Exercise aim: Repeat exactly the lines from the start of the entries below through the line containing "rough mask: <svg". Omit the rest.

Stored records
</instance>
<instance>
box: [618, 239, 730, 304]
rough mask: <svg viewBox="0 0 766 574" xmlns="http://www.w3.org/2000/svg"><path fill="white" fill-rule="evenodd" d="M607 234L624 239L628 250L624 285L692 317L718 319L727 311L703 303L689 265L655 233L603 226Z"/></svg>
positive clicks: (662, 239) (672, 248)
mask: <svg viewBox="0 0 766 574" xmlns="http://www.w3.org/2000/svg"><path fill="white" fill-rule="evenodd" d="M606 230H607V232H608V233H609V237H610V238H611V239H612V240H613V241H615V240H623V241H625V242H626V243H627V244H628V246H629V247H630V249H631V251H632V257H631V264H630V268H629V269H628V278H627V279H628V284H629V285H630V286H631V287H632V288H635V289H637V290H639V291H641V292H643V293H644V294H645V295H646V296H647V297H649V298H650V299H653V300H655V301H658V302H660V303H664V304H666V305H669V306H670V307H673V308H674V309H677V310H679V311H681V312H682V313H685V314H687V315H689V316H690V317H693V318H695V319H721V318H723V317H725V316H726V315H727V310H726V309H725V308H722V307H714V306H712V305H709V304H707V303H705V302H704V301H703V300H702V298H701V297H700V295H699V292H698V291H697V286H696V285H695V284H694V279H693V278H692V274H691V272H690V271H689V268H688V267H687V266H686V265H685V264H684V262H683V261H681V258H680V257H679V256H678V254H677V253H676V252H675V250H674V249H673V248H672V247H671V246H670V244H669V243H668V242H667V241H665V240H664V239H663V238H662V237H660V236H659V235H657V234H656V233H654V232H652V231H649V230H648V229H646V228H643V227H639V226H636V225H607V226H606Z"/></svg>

Written response:
</instance>
<instance>
box: [618, 239, 730, 304]
rough mask: <svg viewBox="0 0 766 574" xmlns="http://www.w3.org/2000/svg"><path fill="white" fill-rule="evenodd" d="M607 234L624 239L628 250L624 285L692 317L718 319L727 311L703 303L689 265L655 233L603 226Z"/></svg>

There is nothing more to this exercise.